* _Selected excerpt_:
....

I always walked next to my older sister Mary Ann on the way to school. We had a few walking safety rules. First and most important was NEVER to walk on the grass of “Crabby Appleton’s” yard. I have absolutely no idea of the actual name of the neighbor that spent her mornings policing her grass, but she certainly was feared by us. We slowed down as we approached her corner lot, held hands and made sure to keep our heads down as we walked past.

Our other safety rule was “Watch, Look, and Listen.” We carefully checked each corner for any sign of traffic before crossing. Also, we knew that any home with a big blue hand cut-out in a front window meant it was a home where a kind adult helper was available to assist us along our walk to and from school.

We had no lunch boxes because we would make the walk home at lunch time to eat in our own kitchen. My favorite lunches were any that were served in the Campbell Soup Kids bowls. I loved those chubby cheeked children smiling up at me.

It was the 1960/ 61 school year and I had already had the best of luck. My adored Kindergarten teacher, Mrs. Reinke, was also going to be my 1st grade teacher. This was good fortune beyond belief. She had the kindest of natures, short red hair, some freckles kissing her cheeks, and hands always ready to pat me so gently on my shoulders. It was good to be with her. She also knew how to tell her right hand from her left hand and this was extremely important so that you would not make any mistakes when playing Hokey Pokey. “Put your right leg in and you shake it all about.” Funny that so many years later in life, I would see someone driving through town with a bumper sticker that asked, “What if the Hokey Pokey is what it’s all about?” I laughed at that suggestion but there was also some reality to the question!

....

* _Explore the material_:
[a] Edit the school-walk memoir: give the passage starting with "I always walked" and going on through "and from school." again, with "grass" replaced by "lawn".
[b] In the school-walk memoir, the sentence beginning "She had the kindest of natures" describes Mrs. Reinke. List every trait that sentence attributes to her.

* _Information provided_:

....

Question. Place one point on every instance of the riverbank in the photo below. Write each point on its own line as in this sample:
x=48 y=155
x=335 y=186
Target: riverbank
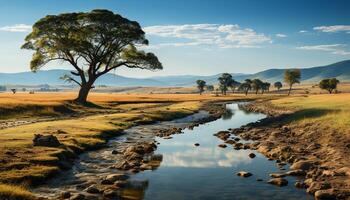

....

* _Solved problems_:
[a]
I always walked next to my older sister Mary Ann on the way to school. We had a few walking safety rules. First and most important was NEVER to walk on the lawn of “Crabby Appleton’s” yard. I have absolutely no idea of the actual name of the neighbor that spent her mornings policing her lawn, but she certainly was feared by us. We slowed down as we approached her corner lot, held hands and made sure to keep our heads down as we walked past.

Our other safety rule was “Watch, Look, and Listen.” We carefully checked each corner for any sign of traffic before crossing. Also, we knew that any home with a big blue hand cut-out in a front window meant it was a home where a kind adult helper was available to assist us along our walk to and from school.

[b]
- the kindest of natures
- short red hair
- some freckles kissing her cheeks
- hands always ready to pat the narrator gently on the shoulders